■ EXERCISE REQUIREMENTS
Repeat exactly the lines of the entries below from the one with "target | choppy water" through the one with "target | dry dirt ground", both ends included, and nothing else.

----

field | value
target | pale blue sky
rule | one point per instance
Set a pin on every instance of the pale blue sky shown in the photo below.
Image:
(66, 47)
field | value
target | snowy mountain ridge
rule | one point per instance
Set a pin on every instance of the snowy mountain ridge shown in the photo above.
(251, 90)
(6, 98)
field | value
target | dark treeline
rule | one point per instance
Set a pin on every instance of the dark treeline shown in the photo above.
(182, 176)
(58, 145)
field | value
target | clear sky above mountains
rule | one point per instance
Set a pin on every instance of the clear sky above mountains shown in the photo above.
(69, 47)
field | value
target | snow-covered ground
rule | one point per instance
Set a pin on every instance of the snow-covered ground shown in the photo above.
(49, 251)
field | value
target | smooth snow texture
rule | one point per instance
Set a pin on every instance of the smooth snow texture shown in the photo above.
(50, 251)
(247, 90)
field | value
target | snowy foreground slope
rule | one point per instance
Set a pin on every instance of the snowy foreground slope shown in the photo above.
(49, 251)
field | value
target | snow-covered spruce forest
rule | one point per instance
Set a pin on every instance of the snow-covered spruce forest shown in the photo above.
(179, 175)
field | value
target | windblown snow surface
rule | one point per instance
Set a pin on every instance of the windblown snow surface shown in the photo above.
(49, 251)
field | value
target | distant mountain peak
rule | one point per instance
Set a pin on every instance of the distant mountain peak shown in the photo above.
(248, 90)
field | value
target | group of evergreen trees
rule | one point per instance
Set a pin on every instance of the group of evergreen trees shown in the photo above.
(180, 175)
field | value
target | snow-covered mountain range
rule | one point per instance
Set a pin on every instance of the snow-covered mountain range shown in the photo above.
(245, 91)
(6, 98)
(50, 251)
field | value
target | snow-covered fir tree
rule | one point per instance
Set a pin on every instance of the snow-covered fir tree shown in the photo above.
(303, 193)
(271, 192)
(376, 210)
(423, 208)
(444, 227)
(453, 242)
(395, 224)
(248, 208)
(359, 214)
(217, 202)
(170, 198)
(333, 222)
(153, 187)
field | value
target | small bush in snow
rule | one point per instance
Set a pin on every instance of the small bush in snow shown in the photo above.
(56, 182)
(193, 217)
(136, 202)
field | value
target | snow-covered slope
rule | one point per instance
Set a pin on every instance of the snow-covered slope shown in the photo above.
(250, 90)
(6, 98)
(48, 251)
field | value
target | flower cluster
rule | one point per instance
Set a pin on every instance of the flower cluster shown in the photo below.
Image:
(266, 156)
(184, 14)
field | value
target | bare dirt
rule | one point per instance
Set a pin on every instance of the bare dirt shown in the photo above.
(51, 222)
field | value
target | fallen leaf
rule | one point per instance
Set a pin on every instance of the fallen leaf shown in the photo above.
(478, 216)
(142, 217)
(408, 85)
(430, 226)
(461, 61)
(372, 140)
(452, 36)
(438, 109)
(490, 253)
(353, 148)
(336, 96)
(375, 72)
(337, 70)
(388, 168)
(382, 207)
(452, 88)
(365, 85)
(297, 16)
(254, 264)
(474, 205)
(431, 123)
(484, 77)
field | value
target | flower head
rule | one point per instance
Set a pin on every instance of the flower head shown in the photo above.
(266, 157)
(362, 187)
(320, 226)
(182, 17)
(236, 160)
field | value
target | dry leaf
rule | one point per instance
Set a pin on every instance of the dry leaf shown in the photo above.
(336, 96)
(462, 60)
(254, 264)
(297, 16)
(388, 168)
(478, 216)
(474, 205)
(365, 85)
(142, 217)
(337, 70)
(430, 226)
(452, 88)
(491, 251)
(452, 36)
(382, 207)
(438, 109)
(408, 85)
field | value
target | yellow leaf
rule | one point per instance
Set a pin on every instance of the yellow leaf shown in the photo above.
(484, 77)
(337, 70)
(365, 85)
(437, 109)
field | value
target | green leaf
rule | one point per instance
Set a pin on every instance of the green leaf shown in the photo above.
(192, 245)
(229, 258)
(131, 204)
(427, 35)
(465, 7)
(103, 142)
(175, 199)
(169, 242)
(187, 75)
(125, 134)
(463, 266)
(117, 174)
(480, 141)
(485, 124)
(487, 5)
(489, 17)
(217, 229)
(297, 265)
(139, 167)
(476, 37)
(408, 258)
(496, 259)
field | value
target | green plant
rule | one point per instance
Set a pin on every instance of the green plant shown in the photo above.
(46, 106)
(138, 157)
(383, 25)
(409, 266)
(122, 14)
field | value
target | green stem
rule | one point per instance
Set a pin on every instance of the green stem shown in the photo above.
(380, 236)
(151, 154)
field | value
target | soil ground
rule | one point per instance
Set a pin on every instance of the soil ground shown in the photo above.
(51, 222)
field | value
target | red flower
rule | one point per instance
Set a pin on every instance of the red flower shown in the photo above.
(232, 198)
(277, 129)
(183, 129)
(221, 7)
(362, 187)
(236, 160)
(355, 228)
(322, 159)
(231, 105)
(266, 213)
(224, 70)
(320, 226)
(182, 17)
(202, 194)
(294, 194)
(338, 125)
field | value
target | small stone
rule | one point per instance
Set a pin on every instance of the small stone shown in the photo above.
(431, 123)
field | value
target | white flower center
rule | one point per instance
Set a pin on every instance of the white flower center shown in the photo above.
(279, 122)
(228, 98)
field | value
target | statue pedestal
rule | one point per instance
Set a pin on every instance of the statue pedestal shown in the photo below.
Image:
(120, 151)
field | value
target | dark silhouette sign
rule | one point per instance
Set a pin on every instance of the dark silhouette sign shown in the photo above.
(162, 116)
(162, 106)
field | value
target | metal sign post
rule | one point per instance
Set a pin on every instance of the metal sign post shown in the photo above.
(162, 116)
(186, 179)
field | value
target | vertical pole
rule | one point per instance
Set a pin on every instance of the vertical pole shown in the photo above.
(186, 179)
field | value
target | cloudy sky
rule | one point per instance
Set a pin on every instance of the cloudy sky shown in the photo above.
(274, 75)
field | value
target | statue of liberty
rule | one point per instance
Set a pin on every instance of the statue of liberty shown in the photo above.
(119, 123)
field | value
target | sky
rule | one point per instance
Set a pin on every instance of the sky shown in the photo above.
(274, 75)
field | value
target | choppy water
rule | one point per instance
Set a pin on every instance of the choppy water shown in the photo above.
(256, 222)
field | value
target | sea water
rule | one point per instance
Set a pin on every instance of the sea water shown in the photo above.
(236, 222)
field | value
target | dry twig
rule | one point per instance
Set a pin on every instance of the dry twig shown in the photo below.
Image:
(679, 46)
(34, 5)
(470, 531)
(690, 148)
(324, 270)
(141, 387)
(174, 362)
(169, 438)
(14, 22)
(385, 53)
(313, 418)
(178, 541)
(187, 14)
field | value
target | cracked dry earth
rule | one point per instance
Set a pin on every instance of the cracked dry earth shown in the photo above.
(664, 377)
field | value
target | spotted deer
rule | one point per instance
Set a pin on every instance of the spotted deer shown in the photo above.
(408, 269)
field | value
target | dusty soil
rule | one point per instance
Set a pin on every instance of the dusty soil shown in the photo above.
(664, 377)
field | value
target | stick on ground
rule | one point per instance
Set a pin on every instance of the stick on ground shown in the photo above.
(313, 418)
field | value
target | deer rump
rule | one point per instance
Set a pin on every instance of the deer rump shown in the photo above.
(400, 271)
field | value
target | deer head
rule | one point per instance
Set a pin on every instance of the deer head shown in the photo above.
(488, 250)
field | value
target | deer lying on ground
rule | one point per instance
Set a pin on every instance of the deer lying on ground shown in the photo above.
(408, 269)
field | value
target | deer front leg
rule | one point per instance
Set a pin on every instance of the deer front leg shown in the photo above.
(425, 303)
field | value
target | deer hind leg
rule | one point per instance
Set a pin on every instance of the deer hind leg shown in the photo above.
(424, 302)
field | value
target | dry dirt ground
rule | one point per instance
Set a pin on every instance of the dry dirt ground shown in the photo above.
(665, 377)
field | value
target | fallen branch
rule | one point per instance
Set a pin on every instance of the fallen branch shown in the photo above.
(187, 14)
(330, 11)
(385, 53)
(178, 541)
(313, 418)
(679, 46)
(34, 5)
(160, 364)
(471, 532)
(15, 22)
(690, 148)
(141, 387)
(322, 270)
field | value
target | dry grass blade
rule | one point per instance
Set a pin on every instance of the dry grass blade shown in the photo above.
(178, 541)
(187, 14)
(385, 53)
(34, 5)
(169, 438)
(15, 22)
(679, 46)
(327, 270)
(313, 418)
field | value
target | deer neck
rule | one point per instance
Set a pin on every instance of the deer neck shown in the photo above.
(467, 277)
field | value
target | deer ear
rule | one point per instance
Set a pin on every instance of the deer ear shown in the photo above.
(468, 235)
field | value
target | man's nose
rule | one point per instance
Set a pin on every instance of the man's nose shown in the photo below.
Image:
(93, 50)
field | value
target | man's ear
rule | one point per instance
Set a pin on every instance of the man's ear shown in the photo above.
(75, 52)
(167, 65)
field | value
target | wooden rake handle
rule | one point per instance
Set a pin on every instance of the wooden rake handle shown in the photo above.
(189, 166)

----

■ EXERCISE ANSWER
target | choppy water
rule | one point per instance
Set a pin on every instance of the choppy water shown in the photo above.
(256, 222)
field | value
target | sea water
rule | one point per instance
Set a pin on every instance of the sea water shown in the photo above.
(236, 222)
field | value
target | dry twig
rule | one point per instance
Set a pin on every instance of the dry twig shown in the photo below.
Image:
(679, 46)
(34, 5)
(470, 531)
(690, 148)
(324, 270)
(141, 387)
(174, 362)
(169, 438)
(14, 22)
(385, 53)
(313, 418)
(178, 541)
(187, 14)
field | value
target | cracked dry earth
rule | one point per instance
Set a pin on every instance of the cracked dry earth shown in the photo above.
(664, 377)
field | value
target | spotted deer
rule | one point per instance
Set a pin on every instance of the spotted deer shown in the photo above.
(408, 269)
field | value
target | dusty soil
rule | one point per instance
Set a pin on every instance of the dusty soil shown in the photo above.
(664, 377)
field | value
target | stick on ground
rule | one point per instance
Set a pin on every instance of the stick on ground shown in the photo above.
(313, 418)
field | value
target | deer rump
rule | one point per instance
Set a pin on every instance of the deer rump shown in the photo above.
(400, 271)
field | value
target | deer head
rule | one point per instance
Set a pin on every instance of the deer head shown in the photo above.
(488, 250)
field | value
target | deer lying on ground
rule | one point per instance
Set a pin on every instance of the deer lying on ground shown in the photo above.
(408, 269)
field | value
target | deer front leg
rule | one point per instance
Set a pin on every instance of the deer front leg shown in the photo above.
(425, 303)
field | value
target | deer hind leg
rule | one point per instance
Set a pin on every instance of the deer hind leg shown in the photo above.
(424, 302)
field | value
target | dry dirt ground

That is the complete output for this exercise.